# Task objective:
Copy out every line exactly, passing over the pictures.

# Extracted records:
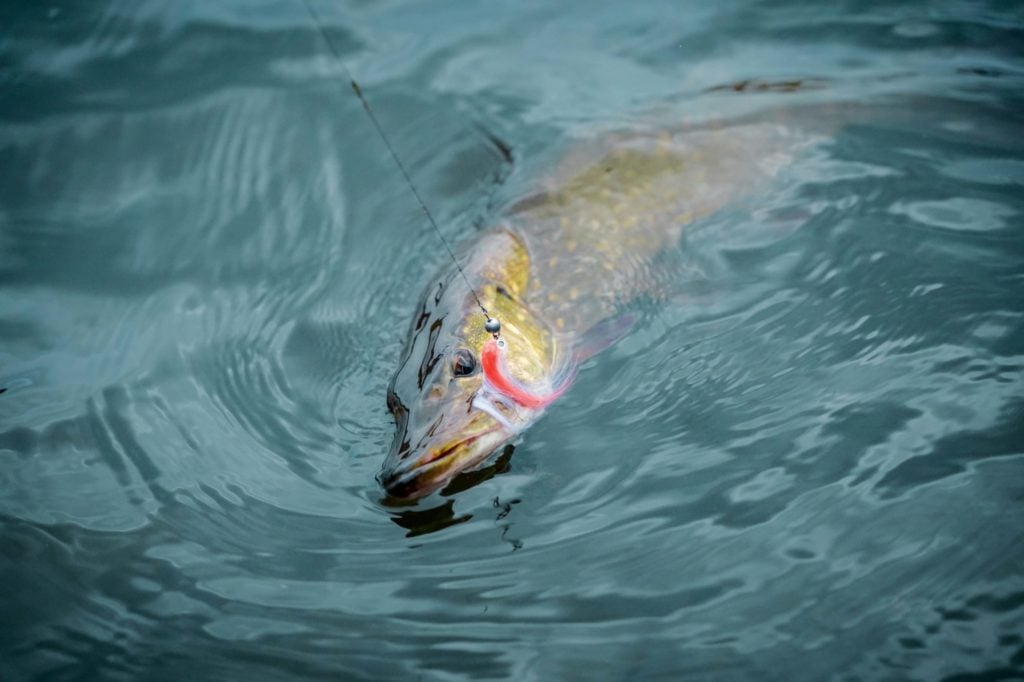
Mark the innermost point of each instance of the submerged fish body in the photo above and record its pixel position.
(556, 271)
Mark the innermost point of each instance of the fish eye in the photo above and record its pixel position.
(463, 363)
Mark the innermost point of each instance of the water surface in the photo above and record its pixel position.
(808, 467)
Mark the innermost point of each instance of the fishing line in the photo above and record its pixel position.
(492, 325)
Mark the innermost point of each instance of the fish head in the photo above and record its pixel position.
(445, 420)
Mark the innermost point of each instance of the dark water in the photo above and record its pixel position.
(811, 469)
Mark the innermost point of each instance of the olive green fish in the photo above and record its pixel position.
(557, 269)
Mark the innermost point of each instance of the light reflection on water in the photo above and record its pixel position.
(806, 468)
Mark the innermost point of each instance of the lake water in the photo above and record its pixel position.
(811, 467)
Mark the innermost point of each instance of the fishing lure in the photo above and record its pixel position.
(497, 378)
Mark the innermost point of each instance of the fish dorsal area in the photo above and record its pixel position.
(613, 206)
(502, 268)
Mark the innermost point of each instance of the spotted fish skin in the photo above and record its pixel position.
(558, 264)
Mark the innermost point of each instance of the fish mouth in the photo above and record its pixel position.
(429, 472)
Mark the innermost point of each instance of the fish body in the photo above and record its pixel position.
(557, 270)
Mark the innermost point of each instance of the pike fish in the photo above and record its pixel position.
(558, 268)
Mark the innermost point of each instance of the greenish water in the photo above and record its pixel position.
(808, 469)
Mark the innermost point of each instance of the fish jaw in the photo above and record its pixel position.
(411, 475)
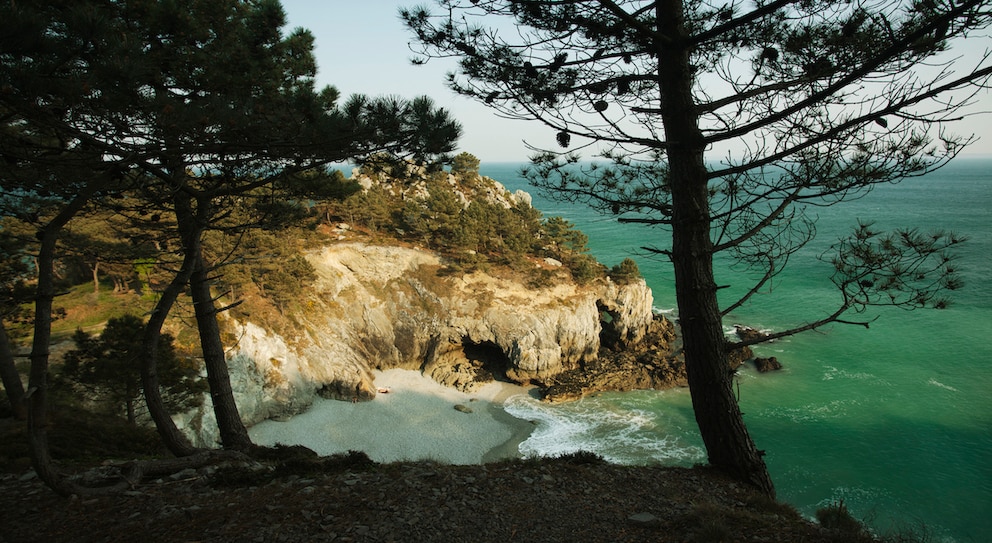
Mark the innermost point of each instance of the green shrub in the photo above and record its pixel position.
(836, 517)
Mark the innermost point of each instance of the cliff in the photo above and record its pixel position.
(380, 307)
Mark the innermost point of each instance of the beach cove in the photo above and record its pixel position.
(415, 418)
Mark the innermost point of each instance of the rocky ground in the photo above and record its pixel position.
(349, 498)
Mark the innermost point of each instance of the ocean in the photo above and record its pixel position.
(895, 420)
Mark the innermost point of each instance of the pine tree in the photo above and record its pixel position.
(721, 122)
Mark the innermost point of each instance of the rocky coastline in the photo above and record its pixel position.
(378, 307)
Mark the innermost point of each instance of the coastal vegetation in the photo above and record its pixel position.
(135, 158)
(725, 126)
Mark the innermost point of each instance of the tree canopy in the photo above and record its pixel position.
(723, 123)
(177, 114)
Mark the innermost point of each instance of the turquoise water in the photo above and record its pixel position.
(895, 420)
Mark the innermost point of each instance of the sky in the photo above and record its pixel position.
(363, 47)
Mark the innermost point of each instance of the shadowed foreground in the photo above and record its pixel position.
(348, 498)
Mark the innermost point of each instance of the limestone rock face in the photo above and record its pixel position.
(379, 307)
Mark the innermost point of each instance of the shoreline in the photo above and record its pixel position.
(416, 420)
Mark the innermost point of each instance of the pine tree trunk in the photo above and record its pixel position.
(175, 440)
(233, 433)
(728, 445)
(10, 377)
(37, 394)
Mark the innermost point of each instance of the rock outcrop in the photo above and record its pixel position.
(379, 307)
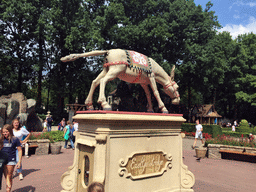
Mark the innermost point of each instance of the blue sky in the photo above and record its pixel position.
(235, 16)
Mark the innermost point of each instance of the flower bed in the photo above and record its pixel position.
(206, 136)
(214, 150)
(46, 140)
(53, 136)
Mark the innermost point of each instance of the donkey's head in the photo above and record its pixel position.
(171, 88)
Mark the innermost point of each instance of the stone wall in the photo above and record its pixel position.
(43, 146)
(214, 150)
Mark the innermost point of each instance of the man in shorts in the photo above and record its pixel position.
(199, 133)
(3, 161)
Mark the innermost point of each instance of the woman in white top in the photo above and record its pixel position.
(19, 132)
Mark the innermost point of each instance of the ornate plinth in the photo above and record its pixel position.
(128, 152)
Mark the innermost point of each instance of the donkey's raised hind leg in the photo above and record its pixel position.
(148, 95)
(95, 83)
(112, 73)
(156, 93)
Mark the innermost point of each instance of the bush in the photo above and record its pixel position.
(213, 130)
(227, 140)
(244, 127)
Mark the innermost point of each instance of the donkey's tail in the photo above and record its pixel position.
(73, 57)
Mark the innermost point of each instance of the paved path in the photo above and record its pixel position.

# Solution below:
Mark the innermost point of each instance of the submerged fish body in the photo above and record its pixel position.
(556, 271)
Mark the innermost point of each instance of the fish eye in the photo above and record its pixel position.
(463, 363)
Mark the innermost point of each instance of the water surface in the photo above and record its pixel position.
(808, 467)
Mark the innermost point of each instance of the fishing line in the photo above and record its pixel position.
(492, 325)
Mark the innermost point of each instance of the fish head in the photo above and record its pixel position.
(445, 420)
Mark the innermost point of each instance of the dark water in the photo above and record its pixel position.
(811, 469)
Mark the innermost point of each instance of the olive green fish in the photo above and record its pixel position.
(557, 269)
Mark the innermost point of each instance of the light reflection on water in the photo above and record its pixel position.
(806, 468)
Mark the innermost point of each instance of the lake water in the photo above and record its pixel position.
(811, 467)
Mark the innermost point of each instance of the fishing lure in the photo above and record its pixel position.
(497, 378)
Mark the innermost point of each instance of the fish dorsal area in the photo above and record its pixel position.
(613, 206)
(502, 268)
Mark the innermost point of each instance of the spotted fish skin in the photo above and record its pixel position.
(558, 264)
Mark the innermost point of each instance of the fish mouth in the photo above and record its pixel position.
(429, 472)
Mark the innermost point of each instance of the fish body in the photo above and record its pixel position.
(557, 270)
Mark the innermost point of each instance of the pike fish in the photo above and record its pixel position.
(558, 268)
Mark the innermost point of each instance of the greenish water in the photo above and record its pixel position.
(808, 469)
Mark the innermost point of each instance of the fish jaw in the photo above and record its pixel position.
(411, 475)
Mark the innermost point of each instance of the green shrub in the photo above and record its pixel position.
(836, 517)
Mark the innermost point of each instance of the cliff in the photo above and record its pixel position.
(380, 307)
Mark the innermost point of each instance of the beach cove in the photo above and record its pixel position.
(415, 418)
Mark the innermost point of each instance of the rocky ground in the photo above and record its pixel position.
(349, 498)
Mark the innermost point of each instance of the ocean in the photo above and record its pixel position.
(895, 420)
Mark the innermost point of each instance of the pine tree in the photo above and record its pixel position.
(721, 122)
Mark the innermost point of each instance of the rocky coastline in the photo above and record its pixel position.
(378, 307)
Mark the innermost point of each instance of the coastal vegetation in the photo above and record its pixel position.
(135, 158)
(725, 126)
Mark the innermost point of each instance of the tree canopy in the photo above and record its pixel position.
(723, 123)
(177, 114)
Mark the innermost point of each instance of the turquoise water in the photo above and record its pixel position.
(895, 420)
Mark the innermost point of each instance of the sky in the photo above and record its pixel position.
(363, 47)
Mark the innermost point of each instance of the shadowed foreground in the photo above and record its pixel position.
(348, 498)
Mark the innermost point of each instance of the limestone rock face in the photo above and record its pixel position.
(379, 307)
Mark the innermost point of each instance of the shoreline in the photo above and record its pixel position.
(416, 420)
Mark the innermost point of each instance of the pine tree trunk in the photo above and record its pixel position.
(175, 440)
(233, 433)
(728, 445)
(10, 377)
(37, 394)
Mark the innermost point of each instance of the rock outcrop in the photo above and record its pixel position.
(379, 307)
Mark the innermost point of each instance of the blue sky in the photo above and record its pixel position.
(235, 16)
Mark the innermost point of each instance of the flower bed in the photo above and record its pixel position.
(206, 136)
(214, 150)
(46, 140)
(53, 136)
Mark the innermost point of each instance of the donkey's head in the photo above and record its pixel position.
(171, 88)
Mark the innermost point of each instance of the stone wall in the photo above and record its pixel position.
(43, 146)
(214, 150)
Mark the innermost point of each instance of the man in shorts in the photo above and record its pixel position.
(199, 133)
(3, 161)
Mark the innermost point of each instance of the woman in white top in the photo above and record its pixel position.
(19, 132)
Mark the innermost point of each instance of the ornate plinth in the photo above and record its pixel position.
(128, 152)
Mark the innermost point of each instance of the donkey's raised hind leg in the photo above and record its pixel position.
(148, 95)
(95, 83)
(112, 73)
(156, 93)
Mark the innermost point of each instance of the bush in the photo above and record its pixel position.
(213, 130)
(227, 140)
(244, 127)
Mark the innermost point of each instance of the donkey's tail in the photo above and record its pixel position.
(73, 57)
Mark the innermost point of each instance of the paved path in the photo above and record its pixel position.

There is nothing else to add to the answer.